[Records from a data source]
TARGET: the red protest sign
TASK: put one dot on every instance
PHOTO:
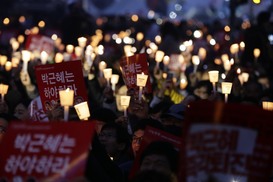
(150, 135)
(54, 151)
(54, 77)
(223, 144)
(40, 43)
(133, 65)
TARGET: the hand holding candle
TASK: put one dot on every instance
(124, 102)
(107, 75)
(3, 90)
(267, 105)
(141, 82)
(102, 66)
(26, 55)
(226, 89)
(213, 77)
(114, 81)
(66, 100)
(82, 110)
(196, 62)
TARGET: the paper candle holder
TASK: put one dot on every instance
(226, 87)
(159, 56)
(82, 42)
(124, 102)
(82, 110)
(66, 97)
(142, 80)
(267, 105)
(213, 76)
(107, 72)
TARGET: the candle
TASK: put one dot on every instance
(267, 105)
(3, 60)
(82, 42)
(44, 57)
(166, 61)
(8, 66)
(82, 110)
(59, 57)
(107, 75)
(15, 45)
(124, 102)
(196, 62)
(159, 56)
(213, 77)
(66, 100)
(78, 51)
(69, 49)
(226, 89)
(245, 76)
(127, 50)
(183, 81)
(3, 90)
(256, 53)
(102, 66)
(26, 55)
(114, 81)
(202, 53)
(141, 82)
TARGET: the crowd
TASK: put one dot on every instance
(118, 138)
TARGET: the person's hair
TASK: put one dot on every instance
(152, 176)
(162, 148)
(122, 135)
(143, 123)
(103, 114)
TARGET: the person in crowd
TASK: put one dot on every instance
(102, 116)
(4, 119)
(21, 111)
(116, 141)
(139, 131)
(160, 156)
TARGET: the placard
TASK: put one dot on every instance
(133, 65)
(55, 151)
(59, 76)
(226, 142)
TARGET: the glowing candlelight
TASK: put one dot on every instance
(66, 100)
(213, 77)
(159, 56)
(3, 90)
(256, 53)
(26, 55)
(245, 76)
(82, 110)
(8, 66)
(82, 42)
(124, 102)
(102, 66)
(202, 53)
(226, 89)
(114, 81)
(78, 51)
(267, 105)
(107, 75)
(59, 57)
(196, 62)
(3, 60)
(44, 57)
(69, 49)
(141, 82)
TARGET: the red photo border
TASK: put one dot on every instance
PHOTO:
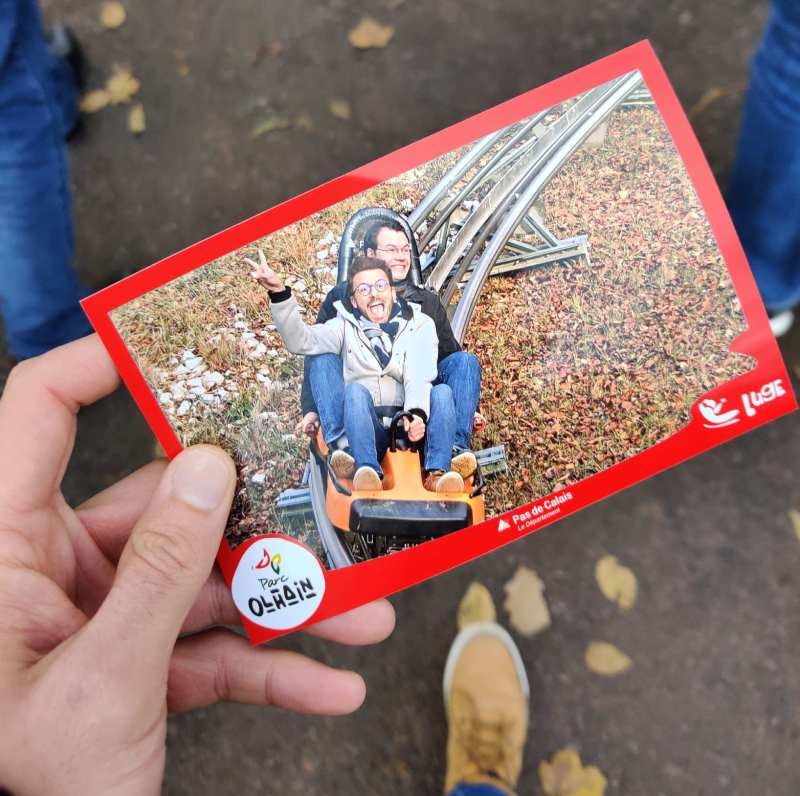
(352, 586)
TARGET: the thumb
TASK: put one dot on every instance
(166, 560)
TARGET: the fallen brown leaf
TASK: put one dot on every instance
(304, 122)
(525, 603)
(94, 101)
(604, 658)
(340, 108)
(269, 125)
(617, 583)
(565, 775)
(476, 606)
(136, 119)
(112, 14)
(121, 86)
(794, 516)
(369, 33)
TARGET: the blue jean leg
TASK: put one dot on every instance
(441, 429)
(476, 789)
(327, 386)
(365, 432)
(764, 192)
(39, 291)
(461, 371)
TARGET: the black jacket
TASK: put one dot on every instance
(428, 302)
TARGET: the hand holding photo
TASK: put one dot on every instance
(455, 345)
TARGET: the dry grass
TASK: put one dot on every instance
(583, 366)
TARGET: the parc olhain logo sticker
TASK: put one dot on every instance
(278, 583)
(718, 414)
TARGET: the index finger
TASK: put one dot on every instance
(38, 413)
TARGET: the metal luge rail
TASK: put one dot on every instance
(472, 236)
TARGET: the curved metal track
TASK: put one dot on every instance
(492, 222)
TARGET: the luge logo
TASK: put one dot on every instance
(716, 416)
(278, 585)
(713, 412)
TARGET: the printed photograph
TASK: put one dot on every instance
(484, 330)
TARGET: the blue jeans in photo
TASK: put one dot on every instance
(369, 438)
(460, 371)
(764, 192)
(39, 291)
(367, 435)
(476, 789)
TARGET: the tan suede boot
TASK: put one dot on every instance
(486, 700)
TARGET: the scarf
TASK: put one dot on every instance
(380, 335)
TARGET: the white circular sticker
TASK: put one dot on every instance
(278, 583)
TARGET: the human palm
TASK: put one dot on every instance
(93, 601)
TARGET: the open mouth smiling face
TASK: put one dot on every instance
(372, 295)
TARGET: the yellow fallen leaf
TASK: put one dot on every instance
(136, 121)
(525, 604)
(565, 775)
(340, 108)
(794, 516)
(370, 33)
(269, 125)
(121, 86)
(604, 658)
(93, 101)
(112, 14)
(476, 606)
(617, 583)
(304, 121)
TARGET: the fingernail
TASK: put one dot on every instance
(200, 478)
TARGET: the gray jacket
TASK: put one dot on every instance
(405, 381)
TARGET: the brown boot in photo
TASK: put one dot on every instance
(465, 464)
(444, 483)
(343, 464)
(486, 696)
(367, 480)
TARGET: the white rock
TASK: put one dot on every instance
(212, 379)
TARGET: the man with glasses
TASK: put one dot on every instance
(459, 370)
(386, 354)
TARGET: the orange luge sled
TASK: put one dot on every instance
(403, 513)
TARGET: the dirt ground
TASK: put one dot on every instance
(710, 705)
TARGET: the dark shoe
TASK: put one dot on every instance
(465, 464)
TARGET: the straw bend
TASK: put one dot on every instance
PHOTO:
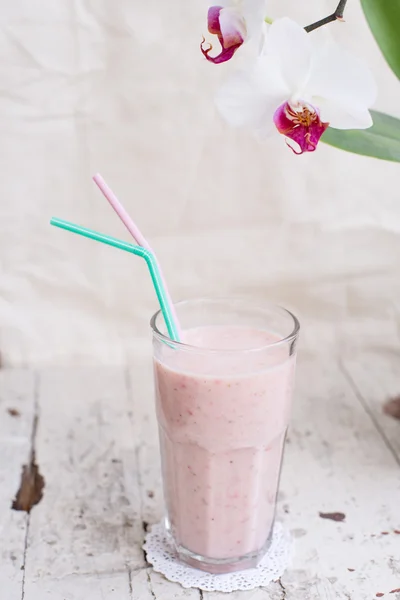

__Work to be completed__:
From the entries above, give again exactly the lines running from the line with "TARGET: the luge logo" to the line with "TARGET: the white circular sticker"; include both of those lines.

__Result for this task__:
TARGET: the luge logo
TASK: put one dot on every instance
(716, 416)
(278, 585)
(713, 412)
TARGET: the printed photograph
TASK: put one dot on every instance
(484, 330)
TARGET: the blue jeans in photo
TASK: put one dot on every instance
(369, 438)
(460, 371)
(764, 192)
(39, 291)
(367, 435)
(476, 789)
TARGET: the tan suede boot
TASK: put one dot on every instance
(486, 700)
TARGET: the scarf
TASK: put one dot on every instance
(380, 335)
TARGET: the white circular sticker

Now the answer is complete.